**Document section:**
An officer from the Public Protection Environmental Enforcement Team investigated and attempted to have the waste removed by the occupant. She was issued a Community Protection Warning requesting that the rubbish was removed in 22 days.

When this did not happen, a Community Protection Notice (CPN) was then issued requiring her to remove the rubbish within 25 days, but further checks once again revealed the rubbish remained. Failure to comply with a CPN is a criminal offence.

The waste was subsequently removed by the council and the costs were claimed as part of the prosecution. Richardson was found guilty of the offence of failing to comply with a Community Protection Notice on Friday, April 5.

She was ordered to pay a fine of £440, costs of £474.09 (including £206.98 works in default) and a victim surcharge of £176, making a total financial penalty of £1,090.09.

Northumberland county councillor Gordon Stewart, cabinet member for looking after our communities, said that the council was continuing to crackdown on environmental crime. He said: "Nobody wants to see their street turned into an eyesore or a dumping ground, which is why we won’t hesitate to take action against those committing these offences.

"We understand that people will from time to time need to store some rubbish in their gardens for a short period, but it is not acceptable for anyone to ignore the repeated advice of our Environmental Protection officers and allow their garden to become an unhygienic eyesore for months on end. I hope this prosecution sends a firm message to those who fail to take responsibility for their own waste and who ignore the effect their actions have on the quality of life of their neighbours."

Two residents living in Ashington and Newbiggin also received fines for failing to clear a mountain of mess from their gardens and ignoring legal notices. A man from Blyth was also fined after his vehicle was spotted on dashcam footage being used to fly-tip waste at Seghill.

**The task:** According to the report on the rubbish prosecution, what total financial penalty was Richardson ordered to pay? The listing that comes after this report was drawn from a separate source.

**Data listing:**
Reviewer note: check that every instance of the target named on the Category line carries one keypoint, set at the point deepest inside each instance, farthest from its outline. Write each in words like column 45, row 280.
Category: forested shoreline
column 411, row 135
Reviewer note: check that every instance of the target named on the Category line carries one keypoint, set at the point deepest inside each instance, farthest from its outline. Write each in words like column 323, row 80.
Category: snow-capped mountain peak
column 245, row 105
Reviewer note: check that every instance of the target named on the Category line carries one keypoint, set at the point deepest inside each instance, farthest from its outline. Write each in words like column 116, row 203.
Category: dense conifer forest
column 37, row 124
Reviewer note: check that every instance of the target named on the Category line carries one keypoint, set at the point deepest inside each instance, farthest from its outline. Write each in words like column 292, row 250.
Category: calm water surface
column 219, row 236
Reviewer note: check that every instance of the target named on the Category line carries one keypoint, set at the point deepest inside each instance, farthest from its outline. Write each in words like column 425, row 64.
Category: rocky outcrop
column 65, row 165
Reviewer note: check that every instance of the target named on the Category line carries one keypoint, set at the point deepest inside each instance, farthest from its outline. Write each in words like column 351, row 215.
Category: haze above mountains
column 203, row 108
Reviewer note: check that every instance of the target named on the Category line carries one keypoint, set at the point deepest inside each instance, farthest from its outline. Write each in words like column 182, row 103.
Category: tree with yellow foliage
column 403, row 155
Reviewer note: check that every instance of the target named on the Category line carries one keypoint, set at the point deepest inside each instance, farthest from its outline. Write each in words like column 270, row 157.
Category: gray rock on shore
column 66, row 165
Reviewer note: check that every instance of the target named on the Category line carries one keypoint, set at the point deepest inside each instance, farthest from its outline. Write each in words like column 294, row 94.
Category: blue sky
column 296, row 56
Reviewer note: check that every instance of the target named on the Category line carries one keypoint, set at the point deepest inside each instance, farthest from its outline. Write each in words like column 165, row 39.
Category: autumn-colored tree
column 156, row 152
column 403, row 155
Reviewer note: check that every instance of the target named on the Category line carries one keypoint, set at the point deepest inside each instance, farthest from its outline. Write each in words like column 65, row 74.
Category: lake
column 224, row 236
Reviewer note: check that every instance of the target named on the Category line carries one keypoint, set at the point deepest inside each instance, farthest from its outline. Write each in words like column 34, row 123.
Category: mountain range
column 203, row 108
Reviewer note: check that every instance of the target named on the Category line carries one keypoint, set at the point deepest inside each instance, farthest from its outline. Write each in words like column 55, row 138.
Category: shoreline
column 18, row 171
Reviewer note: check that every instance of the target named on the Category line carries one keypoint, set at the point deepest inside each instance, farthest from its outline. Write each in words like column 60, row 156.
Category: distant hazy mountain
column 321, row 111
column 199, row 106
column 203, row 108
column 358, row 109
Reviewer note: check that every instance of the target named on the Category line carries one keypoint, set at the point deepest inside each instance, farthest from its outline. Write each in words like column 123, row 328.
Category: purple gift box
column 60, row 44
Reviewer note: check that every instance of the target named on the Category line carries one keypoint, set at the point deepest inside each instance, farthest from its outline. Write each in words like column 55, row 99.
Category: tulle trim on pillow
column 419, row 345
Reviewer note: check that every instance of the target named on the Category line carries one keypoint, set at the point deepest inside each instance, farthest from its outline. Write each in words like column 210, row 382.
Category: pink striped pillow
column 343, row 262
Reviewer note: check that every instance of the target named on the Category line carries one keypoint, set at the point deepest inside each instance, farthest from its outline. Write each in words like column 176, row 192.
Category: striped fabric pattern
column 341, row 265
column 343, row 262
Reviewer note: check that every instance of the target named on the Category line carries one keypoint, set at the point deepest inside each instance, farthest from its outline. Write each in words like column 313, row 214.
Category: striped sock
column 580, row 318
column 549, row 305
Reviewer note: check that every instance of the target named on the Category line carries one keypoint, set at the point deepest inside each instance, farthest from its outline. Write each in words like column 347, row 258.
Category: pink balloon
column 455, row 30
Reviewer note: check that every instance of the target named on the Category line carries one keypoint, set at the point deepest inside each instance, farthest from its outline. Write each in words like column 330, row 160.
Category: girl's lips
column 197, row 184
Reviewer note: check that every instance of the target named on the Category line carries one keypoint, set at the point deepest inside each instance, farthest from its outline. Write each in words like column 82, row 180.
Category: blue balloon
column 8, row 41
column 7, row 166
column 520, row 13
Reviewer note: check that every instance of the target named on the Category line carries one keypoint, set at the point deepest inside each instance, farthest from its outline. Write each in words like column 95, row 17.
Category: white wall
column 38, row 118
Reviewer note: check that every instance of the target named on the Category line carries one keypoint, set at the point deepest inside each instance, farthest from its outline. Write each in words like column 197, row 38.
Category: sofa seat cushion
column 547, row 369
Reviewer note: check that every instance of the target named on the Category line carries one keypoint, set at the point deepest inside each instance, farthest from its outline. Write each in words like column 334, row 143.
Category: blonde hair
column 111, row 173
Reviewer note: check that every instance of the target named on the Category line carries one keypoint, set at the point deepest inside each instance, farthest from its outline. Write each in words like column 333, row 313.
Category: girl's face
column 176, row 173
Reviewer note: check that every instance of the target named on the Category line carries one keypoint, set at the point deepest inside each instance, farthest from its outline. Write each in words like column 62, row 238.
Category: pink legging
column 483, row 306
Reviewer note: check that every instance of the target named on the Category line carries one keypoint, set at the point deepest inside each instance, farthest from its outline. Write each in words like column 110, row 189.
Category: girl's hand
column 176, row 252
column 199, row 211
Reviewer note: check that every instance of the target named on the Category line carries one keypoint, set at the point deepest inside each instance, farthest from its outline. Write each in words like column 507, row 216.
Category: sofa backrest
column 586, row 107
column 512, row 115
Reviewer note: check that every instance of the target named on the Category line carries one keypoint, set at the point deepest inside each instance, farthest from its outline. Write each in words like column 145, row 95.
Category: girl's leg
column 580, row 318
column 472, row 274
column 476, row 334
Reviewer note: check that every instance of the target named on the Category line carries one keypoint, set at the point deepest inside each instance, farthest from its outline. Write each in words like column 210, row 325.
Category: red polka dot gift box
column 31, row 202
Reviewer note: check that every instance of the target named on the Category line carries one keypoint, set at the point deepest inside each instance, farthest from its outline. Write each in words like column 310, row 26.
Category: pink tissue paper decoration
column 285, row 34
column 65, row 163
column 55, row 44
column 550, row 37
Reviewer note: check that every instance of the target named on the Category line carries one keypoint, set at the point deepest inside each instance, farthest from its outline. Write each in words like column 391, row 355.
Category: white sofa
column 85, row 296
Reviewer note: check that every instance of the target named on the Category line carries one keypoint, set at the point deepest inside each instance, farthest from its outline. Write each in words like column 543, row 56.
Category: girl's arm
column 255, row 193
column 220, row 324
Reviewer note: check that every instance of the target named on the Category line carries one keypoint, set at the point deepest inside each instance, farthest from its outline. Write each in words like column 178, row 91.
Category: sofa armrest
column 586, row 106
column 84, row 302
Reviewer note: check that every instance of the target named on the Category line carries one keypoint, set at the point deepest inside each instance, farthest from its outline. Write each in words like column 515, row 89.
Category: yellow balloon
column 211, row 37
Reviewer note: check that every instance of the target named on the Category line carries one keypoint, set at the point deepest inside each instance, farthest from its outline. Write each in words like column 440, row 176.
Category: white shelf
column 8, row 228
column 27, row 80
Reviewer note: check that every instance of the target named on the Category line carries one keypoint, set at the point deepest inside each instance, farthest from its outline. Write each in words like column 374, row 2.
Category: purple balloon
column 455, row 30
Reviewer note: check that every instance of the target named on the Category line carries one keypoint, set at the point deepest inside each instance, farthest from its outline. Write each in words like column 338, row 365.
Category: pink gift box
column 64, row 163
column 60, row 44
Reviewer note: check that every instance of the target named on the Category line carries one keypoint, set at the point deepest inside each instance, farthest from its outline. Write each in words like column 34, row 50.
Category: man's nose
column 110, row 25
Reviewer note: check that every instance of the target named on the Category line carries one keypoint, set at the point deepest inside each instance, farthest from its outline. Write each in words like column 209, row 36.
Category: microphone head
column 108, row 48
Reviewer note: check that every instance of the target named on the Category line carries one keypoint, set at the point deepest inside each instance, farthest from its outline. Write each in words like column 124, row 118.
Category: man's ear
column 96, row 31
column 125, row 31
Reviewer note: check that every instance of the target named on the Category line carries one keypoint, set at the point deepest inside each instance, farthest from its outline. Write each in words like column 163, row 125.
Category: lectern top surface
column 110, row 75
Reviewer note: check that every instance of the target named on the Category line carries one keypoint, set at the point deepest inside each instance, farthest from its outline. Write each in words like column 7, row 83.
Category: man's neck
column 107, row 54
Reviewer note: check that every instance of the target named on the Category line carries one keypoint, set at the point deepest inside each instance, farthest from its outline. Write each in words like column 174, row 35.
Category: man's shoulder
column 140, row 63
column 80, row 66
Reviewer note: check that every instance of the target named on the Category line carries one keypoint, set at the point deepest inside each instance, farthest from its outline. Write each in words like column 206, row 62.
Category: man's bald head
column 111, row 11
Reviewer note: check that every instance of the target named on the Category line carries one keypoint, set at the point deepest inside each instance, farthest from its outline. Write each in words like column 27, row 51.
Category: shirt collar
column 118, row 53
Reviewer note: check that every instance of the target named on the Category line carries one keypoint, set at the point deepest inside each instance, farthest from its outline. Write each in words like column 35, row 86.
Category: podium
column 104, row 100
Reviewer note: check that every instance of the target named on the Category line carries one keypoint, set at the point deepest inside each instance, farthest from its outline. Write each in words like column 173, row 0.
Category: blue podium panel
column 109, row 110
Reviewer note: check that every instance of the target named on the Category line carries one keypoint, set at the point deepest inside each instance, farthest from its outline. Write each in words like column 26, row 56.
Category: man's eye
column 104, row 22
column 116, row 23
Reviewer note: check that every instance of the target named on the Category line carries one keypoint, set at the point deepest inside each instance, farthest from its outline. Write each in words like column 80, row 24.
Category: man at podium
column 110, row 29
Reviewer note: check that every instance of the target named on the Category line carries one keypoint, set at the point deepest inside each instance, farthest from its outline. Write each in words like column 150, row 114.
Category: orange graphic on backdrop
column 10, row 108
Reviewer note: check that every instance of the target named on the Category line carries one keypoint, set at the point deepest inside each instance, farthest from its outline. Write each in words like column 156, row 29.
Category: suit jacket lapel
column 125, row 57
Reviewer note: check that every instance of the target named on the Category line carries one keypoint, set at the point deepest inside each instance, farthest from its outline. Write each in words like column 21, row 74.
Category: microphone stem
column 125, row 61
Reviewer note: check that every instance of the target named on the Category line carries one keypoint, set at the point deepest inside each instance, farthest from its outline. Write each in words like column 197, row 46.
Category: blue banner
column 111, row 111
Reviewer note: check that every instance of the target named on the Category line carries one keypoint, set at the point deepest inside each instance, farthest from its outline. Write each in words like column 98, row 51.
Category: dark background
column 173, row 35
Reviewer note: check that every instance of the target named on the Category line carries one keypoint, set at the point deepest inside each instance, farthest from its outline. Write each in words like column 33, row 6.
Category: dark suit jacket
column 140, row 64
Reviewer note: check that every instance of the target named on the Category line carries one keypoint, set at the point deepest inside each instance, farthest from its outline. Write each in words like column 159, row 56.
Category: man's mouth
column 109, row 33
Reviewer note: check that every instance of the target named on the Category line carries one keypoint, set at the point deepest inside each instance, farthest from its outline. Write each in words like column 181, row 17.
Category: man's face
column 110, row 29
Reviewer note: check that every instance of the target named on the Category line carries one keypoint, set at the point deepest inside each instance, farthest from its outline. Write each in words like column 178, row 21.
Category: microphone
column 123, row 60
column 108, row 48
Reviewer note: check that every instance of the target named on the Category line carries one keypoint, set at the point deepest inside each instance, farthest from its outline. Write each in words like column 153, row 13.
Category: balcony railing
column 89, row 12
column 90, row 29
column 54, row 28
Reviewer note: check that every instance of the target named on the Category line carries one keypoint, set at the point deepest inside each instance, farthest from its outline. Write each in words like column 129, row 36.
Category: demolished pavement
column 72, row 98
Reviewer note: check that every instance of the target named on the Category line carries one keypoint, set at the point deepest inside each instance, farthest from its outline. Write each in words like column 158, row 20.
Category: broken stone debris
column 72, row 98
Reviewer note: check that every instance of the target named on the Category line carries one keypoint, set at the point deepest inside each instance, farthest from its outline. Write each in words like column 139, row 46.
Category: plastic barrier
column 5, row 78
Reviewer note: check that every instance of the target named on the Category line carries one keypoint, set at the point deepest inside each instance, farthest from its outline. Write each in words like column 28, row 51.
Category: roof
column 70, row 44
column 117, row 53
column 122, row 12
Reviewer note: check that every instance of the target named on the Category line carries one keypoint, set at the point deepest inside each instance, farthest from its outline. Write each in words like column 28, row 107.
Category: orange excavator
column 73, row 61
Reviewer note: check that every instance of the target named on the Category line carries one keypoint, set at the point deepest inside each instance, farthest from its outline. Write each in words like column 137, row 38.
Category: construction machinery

**Written response:** £1,090.09